**Set problem 1**
Write out the euro zone earnings passage from "Monday 17 August" up to and including "and American rivals.".
**Set problem 2**
In the euro zone earnings passage, which bank's analysts are cited on second-quarter results?

**Source passage**

Monday 17 August 2009

This is in effect a companion piece to the survey of the German and French economies in the Telegraph which I sent out earlier  as Germany and France pursue their imperialist  aims across  Europe" .  Germany’s economic weakness - in sharp contrast to ours - is the weak domestic market especially for consumers.  

I suppose what both pieces suggest is that extreme scepticism over a single period’s figures should be exercised.  So it’s back to wait-and-see!

Christina

IRISH TIMES 17.8.09
Euro zone firms underperform US and British rivals

THE EURO zone economy may appear to be recovering faster than those of the US and the UK, but its companies are underperforming their British and American rivals.

Companies from the euro zone are the only ones, among the three regions, where there have been more disappointments than positive surprises in the ongoing second-quarter results season,according to analysts at Dutch bank ING.

Leading the way – in contrast to the economic growth figures – are German companies, with more than a third releasing results that were worse than analysts’ expectations and fewer than one in 10 beating forecasts.

**Extracted records**
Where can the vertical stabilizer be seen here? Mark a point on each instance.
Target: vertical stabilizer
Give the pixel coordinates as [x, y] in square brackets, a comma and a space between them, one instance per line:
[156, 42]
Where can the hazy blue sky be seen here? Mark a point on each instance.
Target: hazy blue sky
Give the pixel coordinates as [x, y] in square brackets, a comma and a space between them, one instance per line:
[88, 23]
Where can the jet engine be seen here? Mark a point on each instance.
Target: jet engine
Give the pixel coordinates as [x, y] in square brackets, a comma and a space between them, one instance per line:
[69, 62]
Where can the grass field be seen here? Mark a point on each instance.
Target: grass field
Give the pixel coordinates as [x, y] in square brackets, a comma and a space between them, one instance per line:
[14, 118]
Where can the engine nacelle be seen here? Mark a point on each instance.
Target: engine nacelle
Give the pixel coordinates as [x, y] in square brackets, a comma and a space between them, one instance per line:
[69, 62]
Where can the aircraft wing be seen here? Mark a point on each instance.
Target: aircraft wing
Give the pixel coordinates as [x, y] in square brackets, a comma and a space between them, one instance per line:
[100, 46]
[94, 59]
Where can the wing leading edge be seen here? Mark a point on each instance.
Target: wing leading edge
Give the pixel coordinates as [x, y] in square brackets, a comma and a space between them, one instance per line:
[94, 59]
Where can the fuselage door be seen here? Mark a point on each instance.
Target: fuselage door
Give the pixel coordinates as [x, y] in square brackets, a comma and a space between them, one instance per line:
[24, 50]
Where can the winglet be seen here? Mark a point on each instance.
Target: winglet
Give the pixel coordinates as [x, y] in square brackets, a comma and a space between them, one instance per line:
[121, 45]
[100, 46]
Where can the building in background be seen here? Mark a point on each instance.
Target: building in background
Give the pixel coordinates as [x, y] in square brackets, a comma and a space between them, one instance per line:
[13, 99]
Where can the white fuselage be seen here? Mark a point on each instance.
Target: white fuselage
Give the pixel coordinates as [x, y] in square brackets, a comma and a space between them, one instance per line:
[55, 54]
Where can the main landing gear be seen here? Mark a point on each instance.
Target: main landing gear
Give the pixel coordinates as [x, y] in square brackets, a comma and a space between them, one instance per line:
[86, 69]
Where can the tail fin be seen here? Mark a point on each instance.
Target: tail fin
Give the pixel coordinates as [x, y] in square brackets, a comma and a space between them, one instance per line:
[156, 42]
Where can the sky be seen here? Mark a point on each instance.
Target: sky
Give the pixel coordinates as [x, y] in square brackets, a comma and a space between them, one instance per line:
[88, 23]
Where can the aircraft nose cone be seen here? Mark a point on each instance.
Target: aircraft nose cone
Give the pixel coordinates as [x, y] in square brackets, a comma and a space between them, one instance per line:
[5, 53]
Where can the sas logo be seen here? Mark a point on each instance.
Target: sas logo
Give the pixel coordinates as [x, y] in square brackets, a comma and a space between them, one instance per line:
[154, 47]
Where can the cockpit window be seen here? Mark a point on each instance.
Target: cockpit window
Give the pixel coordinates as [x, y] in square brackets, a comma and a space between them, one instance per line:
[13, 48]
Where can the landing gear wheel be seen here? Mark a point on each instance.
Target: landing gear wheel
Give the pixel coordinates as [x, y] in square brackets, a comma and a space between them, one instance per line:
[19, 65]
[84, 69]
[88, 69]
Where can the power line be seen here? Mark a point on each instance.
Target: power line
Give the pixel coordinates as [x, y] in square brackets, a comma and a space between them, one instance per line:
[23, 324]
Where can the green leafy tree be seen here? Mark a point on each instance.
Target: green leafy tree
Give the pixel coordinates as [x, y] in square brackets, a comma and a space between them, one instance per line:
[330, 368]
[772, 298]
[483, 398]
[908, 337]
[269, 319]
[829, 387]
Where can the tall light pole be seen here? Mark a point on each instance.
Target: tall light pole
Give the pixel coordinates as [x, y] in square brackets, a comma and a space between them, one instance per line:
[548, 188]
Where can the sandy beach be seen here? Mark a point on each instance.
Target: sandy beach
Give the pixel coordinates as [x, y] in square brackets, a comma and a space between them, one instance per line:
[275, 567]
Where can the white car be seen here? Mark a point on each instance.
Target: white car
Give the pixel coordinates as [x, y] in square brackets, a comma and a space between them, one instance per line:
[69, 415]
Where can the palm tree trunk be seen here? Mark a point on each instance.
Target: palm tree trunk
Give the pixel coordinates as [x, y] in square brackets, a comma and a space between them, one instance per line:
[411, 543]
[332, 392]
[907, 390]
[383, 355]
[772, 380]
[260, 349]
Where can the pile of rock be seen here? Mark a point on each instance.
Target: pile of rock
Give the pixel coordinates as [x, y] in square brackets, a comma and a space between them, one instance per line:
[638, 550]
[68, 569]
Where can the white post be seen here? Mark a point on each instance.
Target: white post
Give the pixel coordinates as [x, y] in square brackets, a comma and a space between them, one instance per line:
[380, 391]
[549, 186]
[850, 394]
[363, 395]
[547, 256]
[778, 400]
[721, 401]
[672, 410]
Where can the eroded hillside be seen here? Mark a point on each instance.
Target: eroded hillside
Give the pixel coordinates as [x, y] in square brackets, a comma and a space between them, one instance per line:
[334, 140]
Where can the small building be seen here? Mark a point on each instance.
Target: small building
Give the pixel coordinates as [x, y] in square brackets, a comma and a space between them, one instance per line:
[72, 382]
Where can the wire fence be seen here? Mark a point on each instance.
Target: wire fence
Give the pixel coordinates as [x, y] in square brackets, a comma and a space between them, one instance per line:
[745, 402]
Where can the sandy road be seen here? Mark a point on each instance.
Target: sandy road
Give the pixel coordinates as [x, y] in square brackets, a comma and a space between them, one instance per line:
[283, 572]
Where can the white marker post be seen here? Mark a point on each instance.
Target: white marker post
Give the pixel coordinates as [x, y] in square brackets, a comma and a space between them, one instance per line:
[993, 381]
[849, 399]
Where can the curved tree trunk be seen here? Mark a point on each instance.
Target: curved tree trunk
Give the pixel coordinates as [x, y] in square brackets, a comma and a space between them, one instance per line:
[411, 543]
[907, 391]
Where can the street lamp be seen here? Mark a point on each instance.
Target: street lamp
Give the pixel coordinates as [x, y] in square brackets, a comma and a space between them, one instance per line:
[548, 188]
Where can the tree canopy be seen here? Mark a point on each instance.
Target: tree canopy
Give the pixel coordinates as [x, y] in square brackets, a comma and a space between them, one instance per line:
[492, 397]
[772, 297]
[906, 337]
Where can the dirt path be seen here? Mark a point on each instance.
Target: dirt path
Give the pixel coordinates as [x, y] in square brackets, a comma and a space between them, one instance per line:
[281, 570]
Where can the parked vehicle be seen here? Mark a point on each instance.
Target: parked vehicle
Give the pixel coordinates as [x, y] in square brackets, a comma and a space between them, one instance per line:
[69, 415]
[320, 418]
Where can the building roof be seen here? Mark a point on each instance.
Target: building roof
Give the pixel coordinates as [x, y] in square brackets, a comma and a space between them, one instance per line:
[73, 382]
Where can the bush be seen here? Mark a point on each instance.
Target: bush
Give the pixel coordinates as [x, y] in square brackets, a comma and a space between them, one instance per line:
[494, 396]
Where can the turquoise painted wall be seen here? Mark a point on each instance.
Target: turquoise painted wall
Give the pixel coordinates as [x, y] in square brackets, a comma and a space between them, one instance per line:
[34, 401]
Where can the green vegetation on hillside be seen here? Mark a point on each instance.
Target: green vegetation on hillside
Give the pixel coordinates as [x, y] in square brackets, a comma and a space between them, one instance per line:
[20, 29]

**Correct answer 1**
Monday 17 August 2009

This is in effect a companion piece to the survey of the German and French economies in the Telegraph which I sent out earlier  as Germany and France pursue their imperialist  aims across  Europe" .  Germany’s economic weakness - in sharp contrast to ours - is the weak domestic market especially for consumers.  

I suppose what both pieces suggest is that extreme scepticism over a single period’s figures should be exercised.  So it’s back to wait-and-see!

Christina

IRISH TIMES 17.8.09
Euro zone firms underperform US and British rivals

THE EURO zone economy may appear to be recovering faster than those of the US and the UK, but its companies are underperforming their British and American rivals.

**Correct answer 2**
Dutch bank ING